## 取り組む課題
[a] ECUについての文章をもとに、次の問いに答えよ。
(i) レイクラフトが発送時にECUへプリセットする予定なのは何か。
(ii) オートシフターの失火時間と関連付けられているのは何か。
(iii) クローズドループ制御を行う場合に必要となるギアポジションセンサーはどの方式か。
[b] ECUについての文章のうち、「特徴はまずSTD ECUと交」から「ングECUにはない機能です。」までを、末尾の語句も含めてそのまま繰り返してください。
[c] ECUについての文章の最後の文の後を引き取り、続きを書き進めよ。

## 本文抜粋
+++

特徴はまずSTD ECUと交換するだけの手軽さという点です。しかしながらここで注意していただきたいのはこのECUはMarelliやMOTECと同じフルコンであるということです。このフルコンの難しさを少しでも払拭するためにレイクラフトではM232-GP3と同様に発送時にNSF250RのベースマップをECUにプリセットするサービスも行う予定です。

このECUの特徴は基本的なセッティングから高度なセッティングまで直感的に分かり易い画面で行える点が挙げられます。またひとつひとつの機能がレースに使用することを前提に考えられています。例えばギアシフトに関してもオートシフターの失火時間とシフトドラムの回転角が関連付られており単純なタイムベース制御ではなくクローズドループ制御が可能であり自動的にオートシフターの失火時間が決定されます。当然ながらこの制御を行う場合はセレクタ式のギアポジションセンサーではなくポテンショメーター式のギアポジションセンサーが必要となります。この機能はファクトリーレベルでは当然行われている制御ではありますが一般的なレーシングECUでは珍しい機能です。同様にエンジンブレーキコントロールに関してもバイパスエア量を単純にエンジン回転数とスロットル開度のみで決定する機能に加え、エンジン回転数/スロットル開度/ギアとスキッド(減速時に発生するリアタイヤのハーフロック)レベルを考慮したバイパスエア量のコントロールをすることも可能です。この機能も一般的なレーシングECUにはない機能です。

+++

保存データ
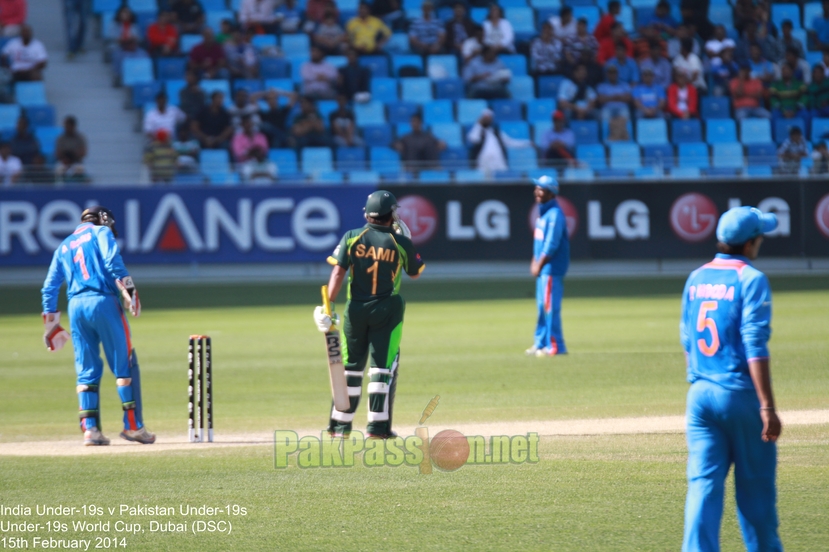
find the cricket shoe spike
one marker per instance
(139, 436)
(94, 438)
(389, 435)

+++

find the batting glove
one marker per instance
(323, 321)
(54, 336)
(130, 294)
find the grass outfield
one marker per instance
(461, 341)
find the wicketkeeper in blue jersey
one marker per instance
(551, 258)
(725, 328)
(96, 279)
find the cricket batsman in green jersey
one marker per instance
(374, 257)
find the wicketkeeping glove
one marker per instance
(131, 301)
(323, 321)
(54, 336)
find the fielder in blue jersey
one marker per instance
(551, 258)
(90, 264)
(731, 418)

+++

## 課題別の解答
[a]
(i) NSF250Rのベースマップ
(ii) シフトドラムの回転角
(iii) ポテンショメーター式

[b]
特徴はまずSTD ECUと交換するだけの手軽さという点です。しかしながらここで注意していただきたいのはこのECUはMarelliやMOTECと同じフルコンであるということです。このフルコンの難しさを少しでも払拭するためにレイクラフトではM232-GP3と同様に発送時にNSF250RのベースマップをECUにプリセットするサービスも行う予定です。

このECUの特徴は基本的なセッティングから高度なセッティングまで直感的に分かり易い画面で行える点が挙げられます。またひとつひとつの機能がレースに使用することを前提に考えられています。例えばギアシフトに関してもオートシフターの失火時間とシフトドラムの回転角が関連付られており単純なタイムベース制御ではなくクローズドループ制御が可能であり自動的にオートシフターの失火時間が決定されます。当然ながらこの制御を行う場合はセレクタ式のギアポジションセンサーではなくポテンショメーター式のギアポジションセンサーが必要となります。この機能はファクトリーレベルでは当然行われている制御ではありますが一般的なレーシングECUでは珍しい機能です。同様にエンジンブレーキコントロールに関してもバイパスエア量を単純にエンジン回転数とスロットル開度のみで決定する機能に加え、エンジン回転数/スロットル開度/ギアとスキッド(減速時に発生するリアタイヤのハーフロック)レベルを考慮したバイパスエア量のコントロールをすることも可能です。この機能も一般的なレーシングECUにはない機能です。

[c]
最後にレイクラフト的にはマイクロテックの最大の特徴と位置づけをしている学習機能付きA/Fフィードバック制御についての有効性について解説してみたいと思います。マイクロテックの学習機能付きA/Fフィードバック制御は非常に短時間でターゲットA/Fにするための燃料セットを自動的に行うことが出来ます。例えばサーキットで同じ場所を同じようなエンジン回転数、スロットル開度で毎回通過する場合、普通のA/Fフィードバック制御では毎回同じ様に補正係数が決定されます。この場合もしベースマップがターゲットA/Fに対してかなりリッチな燃料セットでターゲットA/F=12.8に対して毎回A/F=12.2までしか調整出来ないとした場合、これを解決するにはA/Fフィードバック制御のセッティング変更かベースマップ調整が必要となります。しかしマイクロテックの学習機能付きA/Fフィードバック制御は走行時の最終補正値を記憶しているため、もう一度同じ場所を同じような条件で通過すれば前回通過時に補正された値をベースに追加補正されるため補正回数を重ねるたびに実A/FとターゲットA/Fが近づきかつ一回一回の補正値が小さくなり最終的には制御範囲全域をターゲットA/Fでトレースすることが可能となります。またこの状態までくれば、学習機能付きA/Fフィードバック制御をキャンセルして最終学習値だけで走行しても同じような結果を得ることが可能となります。また吸排気系の変更等で今までの学習値が使用できなくなった場合はオンライン状態で学習値リセットボタンをクリックすればまた一から学習値を保存する事が可能となります。このオートマッピングこそ走行時間が少なく人手が足りないプライベートチームには絶対必要な機能であると考えます。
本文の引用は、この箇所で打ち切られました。